WHAT IS REQUIRED ::
Each line of the data below from the one holding "Could you point out the wooden" to the one holding "Target: man's right hand", inclusive, is to be reproduced exactly; no other line belongs in the answer.

[Stored dataset items]
════════════════════

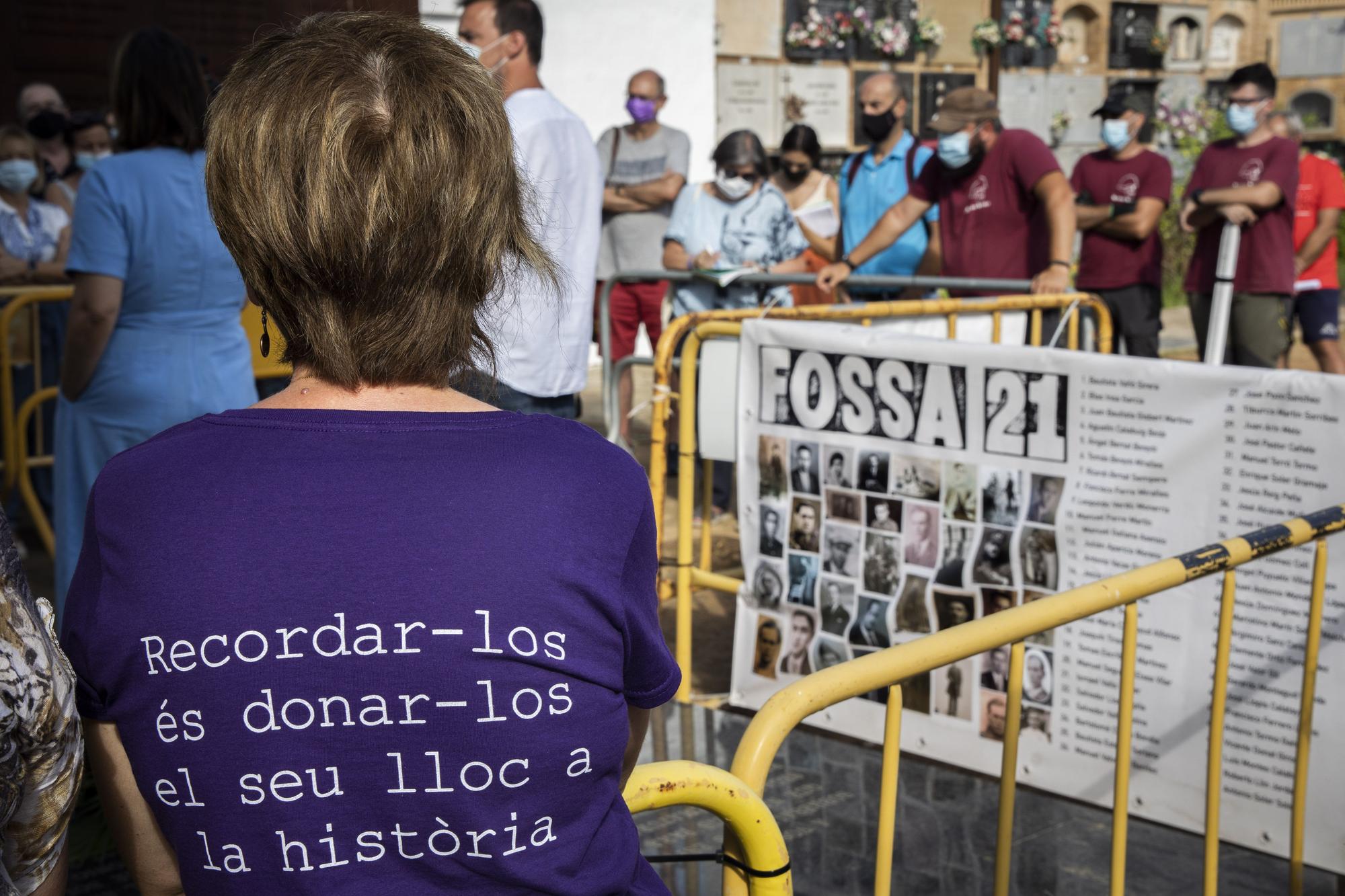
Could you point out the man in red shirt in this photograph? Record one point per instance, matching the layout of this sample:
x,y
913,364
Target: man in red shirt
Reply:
x,y
1252,181
1005,209
1121,193
1317,214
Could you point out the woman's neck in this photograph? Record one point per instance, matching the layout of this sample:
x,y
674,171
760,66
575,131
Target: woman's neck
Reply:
x,y
17,201
307,392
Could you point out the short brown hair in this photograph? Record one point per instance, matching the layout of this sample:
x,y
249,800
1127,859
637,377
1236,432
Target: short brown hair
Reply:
x,y
158,92
361,171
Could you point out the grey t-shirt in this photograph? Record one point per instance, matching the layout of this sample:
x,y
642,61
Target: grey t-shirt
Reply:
x,y
634,240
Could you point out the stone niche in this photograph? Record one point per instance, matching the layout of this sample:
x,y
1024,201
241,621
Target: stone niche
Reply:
x,y
1187,30
1083,38
750,29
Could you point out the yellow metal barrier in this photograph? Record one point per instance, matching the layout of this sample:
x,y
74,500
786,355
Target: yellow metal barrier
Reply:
x,y
693,330
797,701
26,464
687,783
15,300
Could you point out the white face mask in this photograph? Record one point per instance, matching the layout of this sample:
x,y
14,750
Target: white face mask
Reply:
x,y
732,188
475,53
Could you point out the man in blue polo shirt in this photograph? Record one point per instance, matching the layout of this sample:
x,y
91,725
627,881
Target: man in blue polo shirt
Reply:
x,y
875,179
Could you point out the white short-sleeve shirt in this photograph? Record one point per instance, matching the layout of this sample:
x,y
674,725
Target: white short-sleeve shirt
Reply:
x,y
543,341
29,243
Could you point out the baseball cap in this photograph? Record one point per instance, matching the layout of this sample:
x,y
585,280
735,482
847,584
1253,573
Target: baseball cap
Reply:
x,y
964,107
1117,106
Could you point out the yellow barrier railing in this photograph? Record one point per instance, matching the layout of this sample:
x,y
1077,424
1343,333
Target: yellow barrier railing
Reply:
x,y
693,330
26,463
17,300
746,814
797,701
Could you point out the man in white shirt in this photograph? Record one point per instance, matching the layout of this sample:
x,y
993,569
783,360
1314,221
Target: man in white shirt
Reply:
x,y
541,338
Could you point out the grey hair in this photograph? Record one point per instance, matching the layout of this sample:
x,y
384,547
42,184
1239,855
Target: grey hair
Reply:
x,y
1292,120
742,149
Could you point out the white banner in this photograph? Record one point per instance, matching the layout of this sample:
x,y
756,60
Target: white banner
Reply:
x,y
890,487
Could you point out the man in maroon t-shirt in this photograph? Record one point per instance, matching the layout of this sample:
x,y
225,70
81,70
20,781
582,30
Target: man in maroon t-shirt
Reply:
x,y
1121,193
1252,181
1005,209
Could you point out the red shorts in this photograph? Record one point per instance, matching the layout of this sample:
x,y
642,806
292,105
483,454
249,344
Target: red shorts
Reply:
x,y
633,304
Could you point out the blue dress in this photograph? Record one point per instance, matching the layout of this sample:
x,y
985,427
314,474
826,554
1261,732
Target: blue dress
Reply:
x,y
178,350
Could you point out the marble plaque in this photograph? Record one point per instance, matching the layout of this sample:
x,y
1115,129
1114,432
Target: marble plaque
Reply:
x,y
748,97
1132,30
820,97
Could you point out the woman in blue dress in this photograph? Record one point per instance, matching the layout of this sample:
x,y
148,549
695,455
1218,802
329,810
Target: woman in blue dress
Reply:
x,y
154,337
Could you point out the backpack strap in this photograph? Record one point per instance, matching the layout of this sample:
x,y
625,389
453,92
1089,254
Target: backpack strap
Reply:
x,y
853,169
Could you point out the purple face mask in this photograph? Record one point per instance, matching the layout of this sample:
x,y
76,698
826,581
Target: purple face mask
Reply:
x,y
641,110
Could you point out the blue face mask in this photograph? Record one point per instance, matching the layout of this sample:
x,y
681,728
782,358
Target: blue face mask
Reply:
x,y
956,150
88,161
17,175
1243,119
1116,134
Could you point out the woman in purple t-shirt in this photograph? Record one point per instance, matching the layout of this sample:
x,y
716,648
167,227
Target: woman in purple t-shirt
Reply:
x,y
371,635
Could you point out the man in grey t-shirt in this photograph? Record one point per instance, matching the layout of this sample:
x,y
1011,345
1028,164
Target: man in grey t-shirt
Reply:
x,y
645,167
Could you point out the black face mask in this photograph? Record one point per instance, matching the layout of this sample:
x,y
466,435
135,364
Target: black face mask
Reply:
x,y
48,124
878,128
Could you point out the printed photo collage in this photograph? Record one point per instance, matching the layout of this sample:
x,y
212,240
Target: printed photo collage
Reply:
x,y
863,548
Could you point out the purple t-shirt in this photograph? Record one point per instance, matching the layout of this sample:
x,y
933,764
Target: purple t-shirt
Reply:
x,y
372,651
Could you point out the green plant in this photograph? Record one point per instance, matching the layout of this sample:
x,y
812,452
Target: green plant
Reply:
x,y
1188,130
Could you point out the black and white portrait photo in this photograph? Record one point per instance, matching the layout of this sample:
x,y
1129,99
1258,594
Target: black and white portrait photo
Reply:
x,y
1001,495
804,580
995,563
883,514
837,606
840,467
874,471
882,563
1036,676
773,529
953,610
804,524
960,491
1046,498
831,653
871,630
804,467
771,466
915,478
841,551
995,600
913,611
921,532
844,505
953,557
769,585
1039,557
767,649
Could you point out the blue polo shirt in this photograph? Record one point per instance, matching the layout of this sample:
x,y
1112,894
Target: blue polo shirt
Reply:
x,y
878,186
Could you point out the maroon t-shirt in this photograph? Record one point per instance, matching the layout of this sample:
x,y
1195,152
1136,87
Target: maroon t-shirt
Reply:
x,y
991,221
1112,263
1266,253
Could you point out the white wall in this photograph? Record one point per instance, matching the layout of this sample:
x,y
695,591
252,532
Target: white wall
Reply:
x,y
592,48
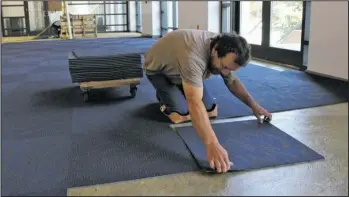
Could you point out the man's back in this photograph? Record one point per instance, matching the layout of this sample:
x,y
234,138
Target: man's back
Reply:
x,y
181,54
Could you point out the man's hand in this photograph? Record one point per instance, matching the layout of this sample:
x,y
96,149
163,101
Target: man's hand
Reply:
x,y
216,154
236,87
218,157
259,111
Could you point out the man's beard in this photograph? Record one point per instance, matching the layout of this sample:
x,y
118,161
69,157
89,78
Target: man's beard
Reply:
x,y
213,68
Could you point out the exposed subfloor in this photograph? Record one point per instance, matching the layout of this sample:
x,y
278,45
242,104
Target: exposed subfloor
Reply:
x,y
325,129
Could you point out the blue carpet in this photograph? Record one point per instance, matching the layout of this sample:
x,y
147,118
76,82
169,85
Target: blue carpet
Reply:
x,y
278,91
250,145
48,128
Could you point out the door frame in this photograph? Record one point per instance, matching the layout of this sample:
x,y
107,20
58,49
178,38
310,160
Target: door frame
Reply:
x,y
163,17
264,51
26,19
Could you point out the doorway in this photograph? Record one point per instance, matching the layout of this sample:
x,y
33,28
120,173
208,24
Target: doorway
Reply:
x,y
273,28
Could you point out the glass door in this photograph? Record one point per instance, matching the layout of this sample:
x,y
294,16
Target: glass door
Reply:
x,y
273,28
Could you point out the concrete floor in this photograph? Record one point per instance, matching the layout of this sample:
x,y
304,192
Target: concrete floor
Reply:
x,y
325,129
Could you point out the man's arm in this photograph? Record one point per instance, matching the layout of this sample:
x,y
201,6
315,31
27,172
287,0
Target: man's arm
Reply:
x,y
237,88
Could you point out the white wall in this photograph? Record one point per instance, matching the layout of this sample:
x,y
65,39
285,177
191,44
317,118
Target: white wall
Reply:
x,y
193,13
206,14
328,39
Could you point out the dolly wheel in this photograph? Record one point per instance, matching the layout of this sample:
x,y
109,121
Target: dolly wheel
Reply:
x,y
133,91
85,96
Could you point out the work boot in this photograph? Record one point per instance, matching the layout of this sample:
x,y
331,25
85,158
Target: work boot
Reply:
x,y
175,117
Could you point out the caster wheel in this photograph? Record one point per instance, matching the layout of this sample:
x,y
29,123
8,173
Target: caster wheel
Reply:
x,y
85,96
133,91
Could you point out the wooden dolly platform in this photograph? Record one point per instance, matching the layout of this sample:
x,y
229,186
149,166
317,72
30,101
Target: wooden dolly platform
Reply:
x,y
85,87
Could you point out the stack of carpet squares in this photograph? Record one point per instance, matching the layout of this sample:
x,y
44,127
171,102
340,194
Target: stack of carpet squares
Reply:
x,y
87,67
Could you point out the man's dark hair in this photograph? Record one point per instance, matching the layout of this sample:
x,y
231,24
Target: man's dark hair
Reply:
x,y
232,42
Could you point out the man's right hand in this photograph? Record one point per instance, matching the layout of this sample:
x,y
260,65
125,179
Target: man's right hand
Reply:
x,y
218,157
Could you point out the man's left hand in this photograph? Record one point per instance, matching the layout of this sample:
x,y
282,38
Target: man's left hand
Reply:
x,y
259,111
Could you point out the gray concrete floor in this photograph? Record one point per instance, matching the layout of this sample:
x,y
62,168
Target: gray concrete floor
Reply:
x,y
324,129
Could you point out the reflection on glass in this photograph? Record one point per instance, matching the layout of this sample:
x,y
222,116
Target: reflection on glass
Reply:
x,y
251,21
286,24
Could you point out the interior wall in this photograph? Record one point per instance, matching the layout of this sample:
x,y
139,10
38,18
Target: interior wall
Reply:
x,y
192,14
328,39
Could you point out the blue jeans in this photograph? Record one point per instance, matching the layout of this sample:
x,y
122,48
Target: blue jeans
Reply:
x,y
172,95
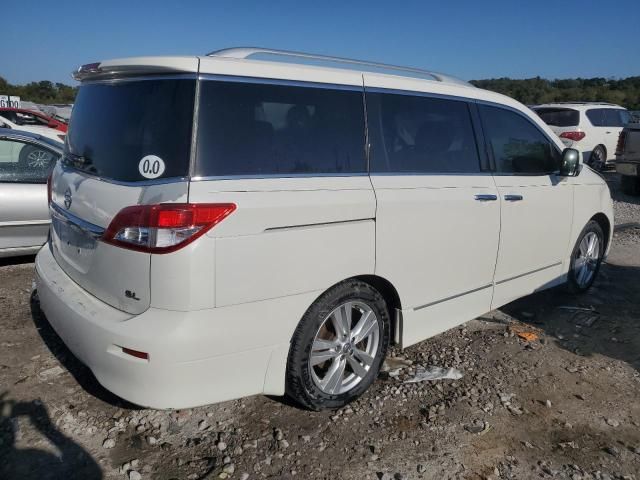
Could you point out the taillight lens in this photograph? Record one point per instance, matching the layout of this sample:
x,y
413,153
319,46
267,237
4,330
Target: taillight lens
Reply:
x,y
165,227
622,142
49,187
575,136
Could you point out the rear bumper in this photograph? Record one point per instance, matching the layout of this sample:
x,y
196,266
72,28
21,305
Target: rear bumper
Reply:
x,y
193,359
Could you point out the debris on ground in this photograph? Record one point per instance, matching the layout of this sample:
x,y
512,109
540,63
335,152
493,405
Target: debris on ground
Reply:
x,y
435,373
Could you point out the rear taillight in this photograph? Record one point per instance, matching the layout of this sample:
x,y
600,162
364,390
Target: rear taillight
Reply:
x,y
622,142
49,180
575,136
165,227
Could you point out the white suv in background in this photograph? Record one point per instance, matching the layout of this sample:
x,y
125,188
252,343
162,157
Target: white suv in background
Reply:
x,y
591,127
234,224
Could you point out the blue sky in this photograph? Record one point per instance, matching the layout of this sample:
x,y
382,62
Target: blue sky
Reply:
x,y
46,40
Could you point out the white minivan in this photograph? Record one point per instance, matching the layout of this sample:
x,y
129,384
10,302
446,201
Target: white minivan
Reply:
x,y
257,221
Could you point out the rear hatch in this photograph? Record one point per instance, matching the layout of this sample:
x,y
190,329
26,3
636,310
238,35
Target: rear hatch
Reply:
x,y
129,143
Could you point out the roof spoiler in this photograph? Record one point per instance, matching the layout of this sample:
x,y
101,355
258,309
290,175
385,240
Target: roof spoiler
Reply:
x,y
136,66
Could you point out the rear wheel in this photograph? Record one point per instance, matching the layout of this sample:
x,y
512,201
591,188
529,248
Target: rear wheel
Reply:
x,y
586,258
598,158
338,348
630,185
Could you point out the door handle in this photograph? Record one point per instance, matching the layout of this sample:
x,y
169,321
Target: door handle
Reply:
x,y
513,198
486,197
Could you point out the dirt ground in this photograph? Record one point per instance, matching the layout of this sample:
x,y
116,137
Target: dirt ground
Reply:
x,y
564,405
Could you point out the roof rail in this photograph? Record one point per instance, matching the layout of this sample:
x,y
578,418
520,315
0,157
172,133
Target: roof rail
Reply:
x,y
246,53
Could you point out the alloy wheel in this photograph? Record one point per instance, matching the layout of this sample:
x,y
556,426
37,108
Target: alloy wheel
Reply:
x,y
344,348
587,259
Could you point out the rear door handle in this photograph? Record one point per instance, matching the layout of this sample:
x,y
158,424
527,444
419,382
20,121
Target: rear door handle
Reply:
x,y
486,197
513,198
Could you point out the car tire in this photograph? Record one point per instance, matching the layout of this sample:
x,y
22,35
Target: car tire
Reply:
x,y
586,258
598,158
328,366
630,185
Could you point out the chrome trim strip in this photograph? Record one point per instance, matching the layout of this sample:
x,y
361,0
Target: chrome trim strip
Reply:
x,y
140,77
430,174
413,93
528,273
320,224
142,183
277,175
513,198
20,223
452,297
94,231
277,81
483,197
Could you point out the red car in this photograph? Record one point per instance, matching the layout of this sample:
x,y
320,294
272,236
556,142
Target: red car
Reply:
x,y
21,116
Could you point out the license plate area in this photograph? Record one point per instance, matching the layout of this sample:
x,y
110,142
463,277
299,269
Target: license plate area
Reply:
x,y
74,240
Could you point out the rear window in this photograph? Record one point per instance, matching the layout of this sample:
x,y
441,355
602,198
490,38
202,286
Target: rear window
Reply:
x,y
559,117
132,130
608,117
262,129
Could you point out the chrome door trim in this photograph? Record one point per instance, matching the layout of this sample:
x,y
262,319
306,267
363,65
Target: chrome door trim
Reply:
x,y
513,198
528,273
452,297
94,231
486,197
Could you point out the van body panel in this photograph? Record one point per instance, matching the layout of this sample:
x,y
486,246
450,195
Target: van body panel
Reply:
x,y
312,209
534,234
284,240
435,241
104,270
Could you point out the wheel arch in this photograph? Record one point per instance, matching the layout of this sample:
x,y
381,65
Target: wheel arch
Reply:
x,y
391,298
602,220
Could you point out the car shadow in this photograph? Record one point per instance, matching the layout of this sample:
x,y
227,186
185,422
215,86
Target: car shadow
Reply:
x,y
613,179
80,372
602,321
70,461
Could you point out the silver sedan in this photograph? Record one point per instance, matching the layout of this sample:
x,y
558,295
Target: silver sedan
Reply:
x,y
26,159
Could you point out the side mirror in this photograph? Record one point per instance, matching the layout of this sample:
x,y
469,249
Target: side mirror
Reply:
x,y
570,166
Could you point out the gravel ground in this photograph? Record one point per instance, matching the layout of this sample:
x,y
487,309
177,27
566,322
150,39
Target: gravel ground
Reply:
x,y
561,404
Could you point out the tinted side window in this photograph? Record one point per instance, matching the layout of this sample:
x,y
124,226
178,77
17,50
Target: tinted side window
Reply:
x,y
517,144
25,163
596,117
559,117
259,129
417,134
615,117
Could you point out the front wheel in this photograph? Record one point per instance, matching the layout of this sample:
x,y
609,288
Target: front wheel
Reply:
x,y
338,347
586,258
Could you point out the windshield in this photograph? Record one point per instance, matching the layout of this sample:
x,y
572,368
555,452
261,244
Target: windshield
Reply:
x,y
132,130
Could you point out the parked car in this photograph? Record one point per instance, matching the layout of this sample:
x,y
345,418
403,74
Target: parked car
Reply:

════════════════════

ANSWER TO THIS PROBLEM ::
Could you point out the wooden dolly platform in this photograph? Record one point per instance, matching the layout of this sample:
x,y
229,186
149,166
317,72
30,101
Target: wooden dolly platform
Reply:
x,y
85,87
Could you point out the stack of carpet squares in this photograph? Record one point per instance, matching the layout of this sample:
x,y
44,127
171,102
340,194
Target: stack of carpet squares
Reply:
x,y
87,67
Could you point out the man's dark hair in this photograph? Record one point per instance, matching the layout of this sample:
x,y
231,24
Target: man's dark hair
Reply:
x,y
232,42
Could you point out the man's right hand in this photograph? Record one point per instance, matching the layout of this sample:
x,y
260,65
125,179
Target: man's right hand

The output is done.